= Exercise aim =
Show each line from the records below that contains the word "cloudy", copying every such line in full.

= Data shown =
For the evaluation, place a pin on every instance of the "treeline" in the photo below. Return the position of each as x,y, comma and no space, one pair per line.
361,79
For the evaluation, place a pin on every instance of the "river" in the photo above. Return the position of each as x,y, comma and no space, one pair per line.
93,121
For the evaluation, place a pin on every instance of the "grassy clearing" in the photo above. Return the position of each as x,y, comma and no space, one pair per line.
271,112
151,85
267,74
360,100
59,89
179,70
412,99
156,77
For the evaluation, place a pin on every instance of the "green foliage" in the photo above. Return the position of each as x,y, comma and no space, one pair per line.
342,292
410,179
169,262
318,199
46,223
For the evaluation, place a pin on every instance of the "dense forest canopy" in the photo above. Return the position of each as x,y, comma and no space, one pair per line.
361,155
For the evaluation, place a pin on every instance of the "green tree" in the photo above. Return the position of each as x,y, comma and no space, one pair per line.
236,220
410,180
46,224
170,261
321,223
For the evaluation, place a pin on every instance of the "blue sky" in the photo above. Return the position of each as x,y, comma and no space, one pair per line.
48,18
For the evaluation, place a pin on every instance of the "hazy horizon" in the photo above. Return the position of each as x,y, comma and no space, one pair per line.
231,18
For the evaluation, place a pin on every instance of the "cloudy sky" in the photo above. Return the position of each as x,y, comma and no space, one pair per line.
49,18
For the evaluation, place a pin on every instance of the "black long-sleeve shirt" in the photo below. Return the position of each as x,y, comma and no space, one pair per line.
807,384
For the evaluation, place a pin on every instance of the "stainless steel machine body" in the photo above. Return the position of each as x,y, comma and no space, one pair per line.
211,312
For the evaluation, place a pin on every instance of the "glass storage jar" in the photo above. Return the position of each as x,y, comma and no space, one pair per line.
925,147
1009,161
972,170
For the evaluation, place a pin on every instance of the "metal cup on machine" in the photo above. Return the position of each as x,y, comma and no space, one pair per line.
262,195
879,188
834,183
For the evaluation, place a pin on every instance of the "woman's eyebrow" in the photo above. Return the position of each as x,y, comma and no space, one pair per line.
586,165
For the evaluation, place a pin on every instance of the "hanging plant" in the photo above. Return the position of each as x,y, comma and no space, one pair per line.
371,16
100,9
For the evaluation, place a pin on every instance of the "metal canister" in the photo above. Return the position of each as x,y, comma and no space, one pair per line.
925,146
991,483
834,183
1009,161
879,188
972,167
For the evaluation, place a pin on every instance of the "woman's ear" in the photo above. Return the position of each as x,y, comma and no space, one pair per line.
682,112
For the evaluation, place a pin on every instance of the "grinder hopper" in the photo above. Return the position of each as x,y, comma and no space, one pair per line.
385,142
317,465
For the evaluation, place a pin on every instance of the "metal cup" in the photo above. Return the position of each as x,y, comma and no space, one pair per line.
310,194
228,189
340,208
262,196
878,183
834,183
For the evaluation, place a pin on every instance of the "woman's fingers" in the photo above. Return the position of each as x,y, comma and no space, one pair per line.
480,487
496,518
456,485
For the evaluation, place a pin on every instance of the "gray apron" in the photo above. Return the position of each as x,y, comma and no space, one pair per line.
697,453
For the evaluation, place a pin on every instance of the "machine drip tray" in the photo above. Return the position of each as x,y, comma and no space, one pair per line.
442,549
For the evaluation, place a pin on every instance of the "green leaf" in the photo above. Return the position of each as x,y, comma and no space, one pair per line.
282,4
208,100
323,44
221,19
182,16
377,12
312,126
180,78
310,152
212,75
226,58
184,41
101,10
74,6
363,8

= Response to the task =
For the evaluation, place a pin on every instance of the "cloudy sky" in the photo above. Return the position of each as x,y, comma and no space, one pair per line.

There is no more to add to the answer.